Extrait choisi>
* * * * * * * * *

Le principe des bulletins, c'est, chaque dimanche en fin d'après-midi, de vous proposer quelques mots à penser, à découvrir, à oser, à apprécier, à oublier, à apprendre, pour la semaine à venir. Nous composons les bulletins au gré de nos envies, de nos émotions, de nos connaissances. Vous y trouverez de petites choses que nous souhaitons partager.




Un extrait littéraire


« On raconte qu’il y avait à New York, sur le pont de Brooklyn, un mendiant aveugle. Un jour quelqu’un lui demanda combien les passants lui donnaient par jour en moyenne. Le malheureux répondit que la somme atteignait rarement deux dollars. L’inconnu prit la pancarte que le mendiant portait sur la poitrine et sur laquelle était mentionnée son infirmité. Il la retourna et écrivit quelques mots sur l’autre face. Puis la rendant à l’aveugle: « Voici, dit-il, je viens d’écrire sur votre pancarte une phrase qui accroîtra notablement vos revenus. Je reviendrai dans un mois. Vous me direz le résultat. » Et le mois écoulé: « Monsieur, dit le mendiant, comment vous remercier? Je reçois maintenant dix, voire quinze dollars par jour. C’est merveilleux. Quelle est la phrase que vous avez écrite sur ma pancarte et qui me vaut tant d’aumônes ? »

* * * * * * * * *

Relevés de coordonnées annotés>
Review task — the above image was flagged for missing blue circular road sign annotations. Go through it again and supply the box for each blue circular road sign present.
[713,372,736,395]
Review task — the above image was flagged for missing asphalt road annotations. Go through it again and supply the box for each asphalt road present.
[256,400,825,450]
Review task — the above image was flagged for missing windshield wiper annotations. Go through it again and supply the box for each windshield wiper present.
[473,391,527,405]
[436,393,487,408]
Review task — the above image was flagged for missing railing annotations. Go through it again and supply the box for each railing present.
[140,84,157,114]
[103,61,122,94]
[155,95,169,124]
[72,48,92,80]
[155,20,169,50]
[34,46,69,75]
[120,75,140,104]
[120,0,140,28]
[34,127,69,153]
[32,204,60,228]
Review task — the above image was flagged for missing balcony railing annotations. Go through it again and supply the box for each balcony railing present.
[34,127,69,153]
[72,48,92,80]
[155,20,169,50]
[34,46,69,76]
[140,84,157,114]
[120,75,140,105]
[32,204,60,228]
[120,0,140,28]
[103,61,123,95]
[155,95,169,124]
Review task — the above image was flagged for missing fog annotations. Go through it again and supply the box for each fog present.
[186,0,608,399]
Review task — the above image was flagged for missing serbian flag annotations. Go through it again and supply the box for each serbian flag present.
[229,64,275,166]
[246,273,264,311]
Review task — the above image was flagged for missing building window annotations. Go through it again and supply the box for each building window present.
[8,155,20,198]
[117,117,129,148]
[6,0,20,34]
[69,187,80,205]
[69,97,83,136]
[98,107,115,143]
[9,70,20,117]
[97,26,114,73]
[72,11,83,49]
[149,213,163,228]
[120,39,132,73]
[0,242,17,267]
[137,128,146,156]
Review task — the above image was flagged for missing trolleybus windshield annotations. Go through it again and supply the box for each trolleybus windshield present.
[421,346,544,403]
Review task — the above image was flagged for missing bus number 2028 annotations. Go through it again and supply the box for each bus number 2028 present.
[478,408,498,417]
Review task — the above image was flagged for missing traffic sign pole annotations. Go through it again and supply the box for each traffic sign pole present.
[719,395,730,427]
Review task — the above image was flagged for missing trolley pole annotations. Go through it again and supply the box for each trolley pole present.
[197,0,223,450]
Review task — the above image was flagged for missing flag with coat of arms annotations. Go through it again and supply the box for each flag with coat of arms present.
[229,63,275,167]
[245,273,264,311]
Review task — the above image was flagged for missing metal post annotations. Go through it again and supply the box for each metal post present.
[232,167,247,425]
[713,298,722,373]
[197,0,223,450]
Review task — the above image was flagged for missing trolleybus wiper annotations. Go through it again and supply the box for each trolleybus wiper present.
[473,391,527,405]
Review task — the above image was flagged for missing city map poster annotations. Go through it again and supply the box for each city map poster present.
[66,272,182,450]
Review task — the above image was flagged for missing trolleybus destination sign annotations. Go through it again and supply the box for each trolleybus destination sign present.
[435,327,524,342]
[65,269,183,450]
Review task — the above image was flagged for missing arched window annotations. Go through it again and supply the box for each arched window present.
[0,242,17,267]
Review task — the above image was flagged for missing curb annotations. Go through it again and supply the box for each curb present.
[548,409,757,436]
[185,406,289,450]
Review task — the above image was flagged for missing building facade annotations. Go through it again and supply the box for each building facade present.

* * * * * * * * *

Votre consigne> D'après l'extrait choisi, pourquoi l'inconnu retourne-t-il la pancarte du mendiant pour écrire sur l'autre face ? Répondez en une à trois phrases. Appuyez-vous uniquement sur l'extrait.

Réponse proposée> L'inconnu veut y inscrire une phrase qui, selon ses propres mots, accroîtra notablement les revenus du mendiant. Jusque-là, les passants donnaient à ce dernier une somme qui atteignait rarement deux dollars par jour.